» SUPPLIED RECORDS
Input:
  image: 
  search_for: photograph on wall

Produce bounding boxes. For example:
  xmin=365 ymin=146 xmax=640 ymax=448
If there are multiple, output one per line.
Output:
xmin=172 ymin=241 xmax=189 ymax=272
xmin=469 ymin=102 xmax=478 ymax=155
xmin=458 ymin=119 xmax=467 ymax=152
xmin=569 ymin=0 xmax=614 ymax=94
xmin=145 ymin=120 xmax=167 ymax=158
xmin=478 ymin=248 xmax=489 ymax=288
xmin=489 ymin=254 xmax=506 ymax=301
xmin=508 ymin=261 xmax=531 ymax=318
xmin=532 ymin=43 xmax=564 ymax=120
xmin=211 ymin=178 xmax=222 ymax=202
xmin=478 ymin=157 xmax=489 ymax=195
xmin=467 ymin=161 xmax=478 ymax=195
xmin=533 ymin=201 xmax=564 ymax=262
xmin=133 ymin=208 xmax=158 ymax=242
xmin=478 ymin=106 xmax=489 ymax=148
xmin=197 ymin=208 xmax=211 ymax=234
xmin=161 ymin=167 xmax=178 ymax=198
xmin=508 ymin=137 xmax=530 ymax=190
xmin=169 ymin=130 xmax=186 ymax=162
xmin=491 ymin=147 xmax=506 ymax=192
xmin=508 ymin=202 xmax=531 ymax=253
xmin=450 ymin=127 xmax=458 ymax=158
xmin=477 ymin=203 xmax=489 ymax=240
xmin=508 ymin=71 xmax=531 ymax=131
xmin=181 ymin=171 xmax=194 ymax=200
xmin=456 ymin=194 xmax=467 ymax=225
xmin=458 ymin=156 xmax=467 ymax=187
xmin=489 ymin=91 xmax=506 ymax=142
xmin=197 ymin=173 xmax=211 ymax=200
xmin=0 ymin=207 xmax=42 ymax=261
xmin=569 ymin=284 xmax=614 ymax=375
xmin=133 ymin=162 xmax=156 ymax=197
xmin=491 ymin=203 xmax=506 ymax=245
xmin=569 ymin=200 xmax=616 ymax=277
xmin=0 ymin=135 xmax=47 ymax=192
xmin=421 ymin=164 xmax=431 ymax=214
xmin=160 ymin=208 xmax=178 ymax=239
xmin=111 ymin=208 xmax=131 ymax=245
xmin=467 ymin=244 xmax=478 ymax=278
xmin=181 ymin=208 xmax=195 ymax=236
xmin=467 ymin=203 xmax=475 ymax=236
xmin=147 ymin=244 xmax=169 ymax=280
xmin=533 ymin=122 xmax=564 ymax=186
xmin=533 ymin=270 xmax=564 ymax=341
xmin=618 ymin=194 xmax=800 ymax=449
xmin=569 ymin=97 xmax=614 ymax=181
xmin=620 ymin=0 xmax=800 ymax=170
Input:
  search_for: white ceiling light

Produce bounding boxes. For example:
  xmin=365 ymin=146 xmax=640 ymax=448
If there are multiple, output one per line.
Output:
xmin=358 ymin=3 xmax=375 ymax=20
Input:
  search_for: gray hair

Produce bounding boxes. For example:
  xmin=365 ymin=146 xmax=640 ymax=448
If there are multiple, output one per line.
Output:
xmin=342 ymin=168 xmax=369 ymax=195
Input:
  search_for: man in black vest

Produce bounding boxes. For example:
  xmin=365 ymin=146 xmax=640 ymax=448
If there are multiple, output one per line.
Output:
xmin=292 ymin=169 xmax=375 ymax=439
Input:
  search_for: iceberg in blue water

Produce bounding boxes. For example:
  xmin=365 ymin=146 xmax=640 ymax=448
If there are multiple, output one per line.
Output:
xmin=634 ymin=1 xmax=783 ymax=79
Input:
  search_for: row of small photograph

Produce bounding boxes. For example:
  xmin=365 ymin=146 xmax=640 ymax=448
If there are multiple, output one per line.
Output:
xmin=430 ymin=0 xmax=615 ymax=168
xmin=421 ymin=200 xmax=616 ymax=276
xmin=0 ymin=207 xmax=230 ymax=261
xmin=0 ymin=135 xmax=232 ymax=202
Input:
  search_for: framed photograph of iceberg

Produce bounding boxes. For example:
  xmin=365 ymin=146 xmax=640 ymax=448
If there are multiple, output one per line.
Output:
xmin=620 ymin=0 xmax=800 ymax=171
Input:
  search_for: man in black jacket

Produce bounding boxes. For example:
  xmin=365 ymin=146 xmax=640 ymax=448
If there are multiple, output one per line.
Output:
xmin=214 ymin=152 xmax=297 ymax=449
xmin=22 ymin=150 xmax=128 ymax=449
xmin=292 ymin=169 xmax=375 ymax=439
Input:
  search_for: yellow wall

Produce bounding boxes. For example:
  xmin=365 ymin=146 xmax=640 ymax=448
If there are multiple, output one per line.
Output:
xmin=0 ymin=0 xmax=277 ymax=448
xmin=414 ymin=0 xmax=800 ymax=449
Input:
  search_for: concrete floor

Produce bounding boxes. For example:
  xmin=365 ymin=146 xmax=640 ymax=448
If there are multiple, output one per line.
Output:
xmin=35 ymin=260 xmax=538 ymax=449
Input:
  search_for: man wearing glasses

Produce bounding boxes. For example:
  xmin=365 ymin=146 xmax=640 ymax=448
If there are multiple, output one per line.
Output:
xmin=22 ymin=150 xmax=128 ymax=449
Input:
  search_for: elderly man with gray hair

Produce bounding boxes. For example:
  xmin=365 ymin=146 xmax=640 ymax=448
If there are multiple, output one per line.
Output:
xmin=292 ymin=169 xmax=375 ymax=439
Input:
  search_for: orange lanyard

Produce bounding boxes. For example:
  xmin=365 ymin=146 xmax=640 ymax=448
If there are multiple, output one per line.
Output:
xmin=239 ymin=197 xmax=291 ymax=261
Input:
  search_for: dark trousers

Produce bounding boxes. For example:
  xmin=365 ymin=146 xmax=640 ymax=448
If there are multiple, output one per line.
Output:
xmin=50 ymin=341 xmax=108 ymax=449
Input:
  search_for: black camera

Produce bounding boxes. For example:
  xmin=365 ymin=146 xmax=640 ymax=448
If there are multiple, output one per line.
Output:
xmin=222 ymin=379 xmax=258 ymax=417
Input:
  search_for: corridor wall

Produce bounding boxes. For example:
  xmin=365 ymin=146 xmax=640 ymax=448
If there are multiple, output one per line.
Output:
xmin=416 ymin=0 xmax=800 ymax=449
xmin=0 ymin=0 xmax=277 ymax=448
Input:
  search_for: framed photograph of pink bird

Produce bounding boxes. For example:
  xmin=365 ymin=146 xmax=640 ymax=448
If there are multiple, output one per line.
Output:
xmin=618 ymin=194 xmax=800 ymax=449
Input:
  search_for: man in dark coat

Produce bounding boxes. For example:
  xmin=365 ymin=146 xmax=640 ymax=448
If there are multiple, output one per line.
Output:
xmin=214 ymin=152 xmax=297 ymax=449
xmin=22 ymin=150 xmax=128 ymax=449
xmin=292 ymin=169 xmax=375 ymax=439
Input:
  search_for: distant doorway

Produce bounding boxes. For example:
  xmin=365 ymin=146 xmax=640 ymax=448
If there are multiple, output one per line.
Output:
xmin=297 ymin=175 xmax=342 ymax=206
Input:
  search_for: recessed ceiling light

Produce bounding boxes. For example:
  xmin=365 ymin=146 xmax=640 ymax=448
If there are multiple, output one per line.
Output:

» EXERCISE DESCRIPTION
Extract the lines above verbatim, starting at the first line and ending at the line that contains "xmin=0 ymin=207 xmax=42 ymax=261", with both of those lines included.

» CORRECT ANSWER
Input:
  image: 
  search_for: photograph on wall

Produce bounding boxes. For example:
  xmin=365 ymin=146 xmax=640 ymax=448
If there are multiple, output one per line.
Output:
xmin=172 ymin=241 xmax=189 ymax=272
xmin=469 ymin=102 xmax=478 ymax=155
xmin=458 ymin=119 xmax=467 ymax=152
xmin=569 ymin=0 xmax=614 ymax=94
xmin=145 ymin=120 xmax=167 ymax=158
xmin=478 ymin=248 xmax=489 ymax=288
xmin=489 ymin=254 xmax=506 ymax=301
xmin=508 ymin=261 xmax=531 ymax=318
xmin=532 ymin=43 xmax=564 ymax=120
xmin=211 ymin=178 xmax=222 ymax=202
xmin=478 ymin=157 xmax=489 ymax=195
xmin=467 ymin=161 xmax=478 ymax=195
xmin=533 ymin=201 xmax=564 ymax=262
xmin=133 ymin=208 xmax=158 ymax=242
xmin=478 ymin=106 xmax=489 ymax=148
xmin=197 ymin=208 xmax=211 ymax=234
xmin=161 ymin=167 xmax=178 ymax=198
xmin=508 ymin=137 xmax=530 ymax=190
xmin=169 ymin=130 xmax=186 ymax=162
xmin=491 ymin=147 xmax=506 ymax=192
xmin=508 ymin=202 xmax=531 ymax=253
xmin=450 ymin=127 xmax=458 ymax=158
xmin=477 ymin=203 xmax=489 ymax=240
xmin=508 ymin=71 xmax=531 ymax=131
xmin=181 ymin=171 xmax=194 ymax=200
xmin=456 ymin=194 xmax=467 ymax=225
xmin=458 ymin=156 xmax=467 ymax=187
xmin=489 ymin=91 xmax=506 ymax=142
xmin=197 ymin=173 xmax=211 ymax=200
xmin=0 ymin=207 xmax=42 ymax=261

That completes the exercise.